Exercise goal:
According to the proportion test documentation, what color are the error bars when `bars_same_color` is False?

Selection:
Proportion test

`daspi.plotlib.plotter.ProportionTest(source, target, events, observations, n_groups=1, feature='', method='sum', show_center=True, bars_same_color=False, target_on_y=True, confidence_level=0.95, color=None, marker=None, ax=None, visible_spines=None, hide_axis=None, **kwds)` ¶

Bases: ConfidenceInterval

Class for creating plotters with error bars representing confidence intervals for proportion (events/observation).

This class is specifically designed for testing the statistical significance of proportions. It uses confidence intervals to visually represent the uncertainty in the variation estimates and allows for a quick assessment of whether the intervals overlap or not.

PARAMETER	DESCRIPTION
`source`	Pandas long format DataFrame containing the data source for the plot. TYPE: `pandas DataFrame`
`target`	Column name to use for the target variable. If falsy, the name will be formed from the specified `events` and `observations` with a "/" character in between. TYPE: `str`
`n_groups`	Number of groups (variable combinations) for the Bonferroni adjustment. A good way to do this is to pass `df.groupby(list_of_variates).ngroups`, where `list_of_variates` is a list containing all the categorical columns in the source that will be used for the chart to split the data into groups (hue, categorical features, etc.). Specify 1 to not do a Bonferroni adjustment. Default is 1 TYPE: `int` DEFAULT: `1`
`events`	Column name containing the values of counted events for each feature. TYPE: `str`
`observations`	Column name containing the values of counted observations for each feature. TYPE: `str`
`feature`	Column name of the feature variable for the plot, by default ''. TYPE: `str` DEFAULT: `''`
`method`	A pandas Series method to use for aggregating target values within each feature level. This method is only required if there is more than one value for number of observations and number of events for each factor level. Otherwise it is ignored, by default 'sum'. TYPE: `Literal['sum', 'mean', 'median']` DEFAULT: `'sum'`
`show_center`	Flag indicating whether to show the center points, by default True. TYPE: `bool` DEFAULT: `True`
`bars_same_color`	Flag indicating whether to use same color for error bars as markers for center. If False, the error bars are black, by default False TYPE: `bool` DEFAULT: `False`
`target_on_y`	Flag indicating whether the target variable is plotted on the y-axis, by default True. TYPE: `bool` DEFAULT: `True`
`confidence_level`	Confidence level for the confidence intervals, by default 0.95. TYPE: `float` DEFAULT: `0.95`
`color`	Color to be used to draw the artists. If None, the first color is taken from the color cycle, by default None. TYPE: `str \| None` DEFAULT: `None`
`marker`	The marker style for the center points. Available markers see: https://matplotlib.org/stable/api/markers_api.html, by default None TYPE: `str \| None` DEFAULT: `None`
`ax`	The axes object for the plot. If None, the current axes is fetched using `plt.gca()`. If no axes are available, a new one is created. Defaults to None. TYPE: `Axes \| None` DEFAULT: `None`
`visible_spines`	Specifies which spines are visible, the others are hidden. If 'none', no spines are visible. If None, the spines are drawn according to the stylesheet. Defaults to None. TYPE: `Literal['target', 'feature', 'none'] \| None` DEFAULT: `None`
`hide_axis`	Specifies which axes should be hidden. If None, both axes are displayed. Defaults to None. TYPE: `Literal['target', 'feature', 'both'] \| None` DEFAULT: `None`
`**kwds`	Additional keyword arguments that have no effect and are only used to catch further arguments that have no use here (occurs when this class is used within chart objects). DEFAULT: `{}`

Examples:

Apply to an existing Axes object:

import numpy as np
import pandas as pd
import matplotlib.pyplot as plt
from daspi import ProportionTest, ProcessEstimator, SpecLimits, Bar

fig, ax = plt.subplots()

Raw data:
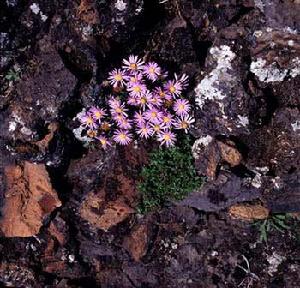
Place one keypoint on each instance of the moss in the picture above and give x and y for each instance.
(170, 175)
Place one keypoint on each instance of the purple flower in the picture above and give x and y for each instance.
(181, 107)
(167, 120)
(97, 113)
(87, 120)
(120, 110)
(145, 131)
(166, 138)
(158, 127)
(122, 137)
(152, 71)
(133, 64)
(135, 78)
(144, 100)
(162, 94)
(124, 124)
(156, 101)
(137, 89)
(139, 119)
(173, 87)
(104, 141)
(114, 102)
(117, 78)
(184, 122)
(184, 80)
(153, 115)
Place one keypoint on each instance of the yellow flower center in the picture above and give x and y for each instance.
(156, 128)
(184, 125)
(89, 120)
(153, 114)
(122, 136)
(181, 107)
(172, 89)
(133, 66)
(105, 126)
(137, 89)
(166, 119)
(118, 77)
(167, 137)
(151, 70)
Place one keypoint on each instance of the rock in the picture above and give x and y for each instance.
(229, 153)
(12, 275)
(136, 243)
(102, 214)
(210, 153)
(29, 198)
(224, 192)
(40, 95)
(248, 212)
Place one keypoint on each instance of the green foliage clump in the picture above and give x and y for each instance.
(170, 175)
(275, 222)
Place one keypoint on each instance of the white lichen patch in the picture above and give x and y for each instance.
(272, 73)
(200, 144)
(35, 8)
(209, 88)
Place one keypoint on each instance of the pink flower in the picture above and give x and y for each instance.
(153, 115)
(122, 137)
(135, 78)
(104, 141)
(181, 107)
(167, 120)
(145, 131)
(133, 64)
(184, 122)
(156, 101)
(117, 78)
(120, 110)
(166, 138)
(87, 120)
(152, 71)
(184, 80)
(113, 102)
(158, 127)
(124, 124)
(145, 99)
(139, 119)
(97, 113)
(173, 87)
(162, 94)
(137, 89)
(132, 100)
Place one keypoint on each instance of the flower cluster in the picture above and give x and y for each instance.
(143, 103)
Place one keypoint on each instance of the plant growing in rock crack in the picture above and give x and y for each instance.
(142, 104)
(275, 222)
(170, 175)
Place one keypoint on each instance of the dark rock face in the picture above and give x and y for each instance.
(244, 61)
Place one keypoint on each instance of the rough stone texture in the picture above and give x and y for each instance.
(29, 197)
(243, 61)
(247, 212)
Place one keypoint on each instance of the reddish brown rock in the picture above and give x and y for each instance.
(29, 197)
(104, 215)
(137, 242)
(249, 212)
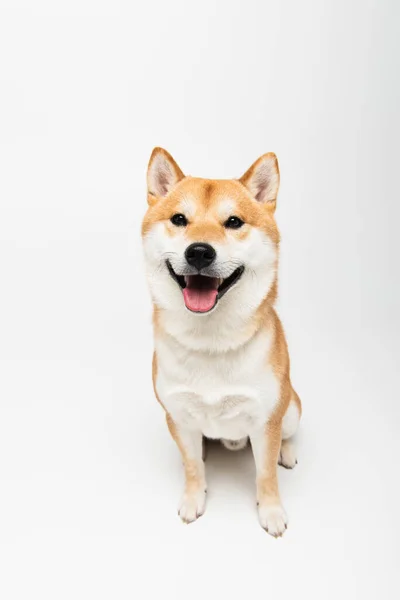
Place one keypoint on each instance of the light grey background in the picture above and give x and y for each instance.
(89, 477)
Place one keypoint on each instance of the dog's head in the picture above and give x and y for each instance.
(210, 245)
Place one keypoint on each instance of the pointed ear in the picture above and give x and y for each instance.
(163, 173)
(262, 179)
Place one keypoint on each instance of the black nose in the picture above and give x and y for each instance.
(200, 255)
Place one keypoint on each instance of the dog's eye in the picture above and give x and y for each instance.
(233, 223)
(179, 220)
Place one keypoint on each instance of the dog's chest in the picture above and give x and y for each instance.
(225, 395)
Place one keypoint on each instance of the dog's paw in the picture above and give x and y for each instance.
(287, 456)
(273, 519)
(192, 506)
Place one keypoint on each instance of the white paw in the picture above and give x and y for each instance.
(273, 519)
(192, 506)
(287, 456)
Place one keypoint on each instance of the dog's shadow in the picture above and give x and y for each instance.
(227, 469)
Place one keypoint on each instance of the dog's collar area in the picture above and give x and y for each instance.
(204, 282)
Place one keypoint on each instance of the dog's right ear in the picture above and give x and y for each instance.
(162, 174)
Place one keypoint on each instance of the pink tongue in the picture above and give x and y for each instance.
(197, 298)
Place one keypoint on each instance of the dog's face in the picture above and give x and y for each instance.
(210, 245)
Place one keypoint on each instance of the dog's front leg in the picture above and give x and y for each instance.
(266, 445)
(190, 444)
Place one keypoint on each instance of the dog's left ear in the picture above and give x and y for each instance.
(162, 174)
(262, 179)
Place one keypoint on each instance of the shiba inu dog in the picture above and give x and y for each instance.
(221, 364)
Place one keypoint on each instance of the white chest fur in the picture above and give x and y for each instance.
(224, 395)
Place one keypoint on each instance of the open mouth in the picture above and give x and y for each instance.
(200, 292)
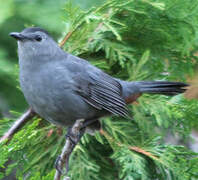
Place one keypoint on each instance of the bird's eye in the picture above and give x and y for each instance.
(38, 38)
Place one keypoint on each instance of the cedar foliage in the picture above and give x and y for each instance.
(131, 40)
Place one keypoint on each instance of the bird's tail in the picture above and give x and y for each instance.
(162, 87)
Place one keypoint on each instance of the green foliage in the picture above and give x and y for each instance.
(132, 40)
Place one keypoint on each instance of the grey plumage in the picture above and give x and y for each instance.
(61, 87)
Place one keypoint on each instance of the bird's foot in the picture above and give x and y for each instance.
(73, 136)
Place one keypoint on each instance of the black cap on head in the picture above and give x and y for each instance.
(34, 29)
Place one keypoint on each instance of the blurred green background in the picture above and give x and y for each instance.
(15, 15)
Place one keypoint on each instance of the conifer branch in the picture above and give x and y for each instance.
(133, 148)
(19, 123)
(76, 133)
(67, 36)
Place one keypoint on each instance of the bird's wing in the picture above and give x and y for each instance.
(101, 91)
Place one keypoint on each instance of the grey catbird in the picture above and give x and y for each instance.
(62, 88)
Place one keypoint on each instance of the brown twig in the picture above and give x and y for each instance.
(18, 125)
(75, 133)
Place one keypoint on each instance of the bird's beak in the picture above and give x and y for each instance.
(17, 36)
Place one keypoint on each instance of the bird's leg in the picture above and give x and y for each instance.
(73, 136)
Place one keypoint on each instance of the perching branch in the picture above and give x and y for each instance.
(133, 148)
(73, 137)
(19, 123)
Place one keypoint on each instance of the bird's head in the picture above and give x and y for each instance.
(35, 41)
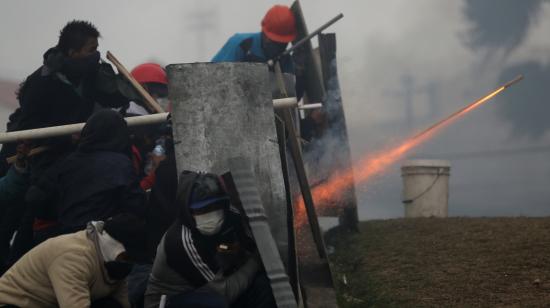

Complete response:
Black.